-- START OF Supplied data --

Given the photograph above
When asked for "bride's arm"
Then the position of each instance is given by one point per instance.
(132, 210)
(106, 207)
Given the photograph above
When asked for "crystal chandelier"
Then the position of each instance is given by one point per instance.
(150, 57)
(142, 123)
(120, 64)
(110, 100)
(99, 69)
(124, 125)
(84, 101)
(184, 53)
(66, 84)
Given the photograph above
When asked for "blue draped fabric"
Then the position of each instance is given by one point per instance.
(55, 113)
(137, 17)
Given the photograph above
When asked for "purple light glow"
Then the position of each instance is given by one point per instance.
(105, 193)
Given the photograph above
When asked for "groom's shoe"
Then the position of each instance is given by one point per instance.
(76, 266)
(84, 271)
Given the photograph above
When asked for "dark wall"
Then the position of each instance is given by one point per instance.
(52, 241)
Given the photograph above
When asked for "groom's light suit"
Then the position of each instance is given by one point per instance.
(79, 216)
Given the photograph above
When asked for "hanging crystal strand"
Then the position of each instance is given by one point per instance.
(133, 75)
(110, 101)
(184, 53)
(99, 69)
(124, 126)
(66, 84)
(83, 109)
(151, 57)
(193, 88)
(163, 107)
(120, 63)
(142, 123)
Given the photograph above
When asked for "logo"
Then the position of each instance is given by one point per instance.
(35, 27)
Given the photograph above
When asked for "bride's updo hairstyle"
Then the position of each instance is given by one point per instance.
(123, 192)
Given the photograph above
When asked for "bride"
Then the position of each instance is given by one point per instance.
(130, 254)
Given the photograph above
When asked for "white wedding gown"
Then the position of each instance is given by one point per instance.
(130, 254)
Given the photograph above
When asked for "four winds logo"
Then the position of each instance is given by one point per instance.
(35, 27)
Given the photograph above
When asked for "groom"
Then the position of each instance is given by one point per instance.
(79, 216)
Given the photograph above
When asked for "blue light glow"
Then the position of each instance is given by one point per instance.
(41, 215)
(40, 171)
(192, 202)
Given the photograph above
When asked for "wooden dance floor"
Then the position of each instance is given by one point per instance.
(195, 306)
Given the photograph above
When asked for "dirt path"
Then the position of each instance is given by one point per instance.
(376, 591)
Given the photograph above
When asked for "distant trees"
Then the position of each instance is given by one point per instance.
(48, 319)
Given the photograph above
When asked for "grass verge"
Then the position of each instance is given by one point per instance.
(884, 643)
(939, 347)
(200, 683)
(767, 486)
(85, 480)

-- END OF Supplied data --

Repeat the material above in full, exactly as it stands.

*Exercise response*:
Given the photograph above
When asked for "bride's arm"
Then the position of each instance is given by one point per instance.
(132, 210)
(106, 207)
Given the photograph above
When asked for "crystal chandelier"
Then the position of each instance is given by one point per instance.
(150, 57)
(142, 123)
(120, 64)
(110, 100)
(99, 69)
(124, 125)
(84, 101)
(184, 53)
(66, 84)
Given the photograph above
When asked for "blue draped fabric"
Then the position of each instance is given by one point per instance.
(55, 113)
(137, 17)
Given the photograph above
When asked for "purple light glow"
Then the position of each instance is given by one point per instance.
(105, 193)
Given the photograph above
When asked for "groom's shoe"
Then the position of each instance is given by one point per instance.
(76, 266)
(84, 271)
Given the photograph above
When asked for "dark wall"
Then the position of each instance is given by one point per instance.
(52, 241)
Given the photograph above
When asked for "groom's light suit"
Then the position of each instance is given by one point per instance.
(79, 216)
Given the photograph above
When asked for "hanging crystal strand"
Then the position of each instance is given by one point per instance.
(133, 75)
(110, 101)
(184, 53)
(99, 69)
(124, 126)
(66, 84)
(83, 109)
(151, 57)
(193, 88)
(163, 107)
(120, 63)
(142, 123)
Given the photograph above
When asked for "logo"
Then the position of each instance is given by one point per instance.
(35, 27)
Given the photograph above
When asked for "bride's updo hairstyle"
Then the position of each instance is given by one point per instance.
(123, 192)
Given the photograph above
When asked for "bride"
Then the position of each instance is given by one point per instance.
(130, 254)
Given the photograph above
When asked for "white wedding gown"
Then the position of each instance is given by one point per instance.
(130, 254)
Given the photograph above
When asked for "four winds logo"
Then the position of each instance is given by one point per instance.
(35, 27)
Given the photograph above
When asked for "groom"
Then the position of each instance is given by one point per instance.
(79, 216)
Given the photograph above
When asked for "blue light glow"
Then the position of each instance is given by one point per instance.
(41, 215)
(40, 171)
(192, 202)
Given the photograph above
When asked for "wooden dance floor"
Then the position of each instance is given by one point per instance.
(195, 306)
Given the photograph above
When asked for "dirt path"
Then the position of each instance is given by one point per instance.
(376, 591)
Given the photograph above
When asked for "distant trees"
Then the position of each instance is given by one point per instance.
(48, 319)
Given the photograph above
When asked for "grass verge"
Then the position of each instance is given by one point per instance.
(884, 643)
(939, 347)
(200, 683)
(767, 486)
(85, 480)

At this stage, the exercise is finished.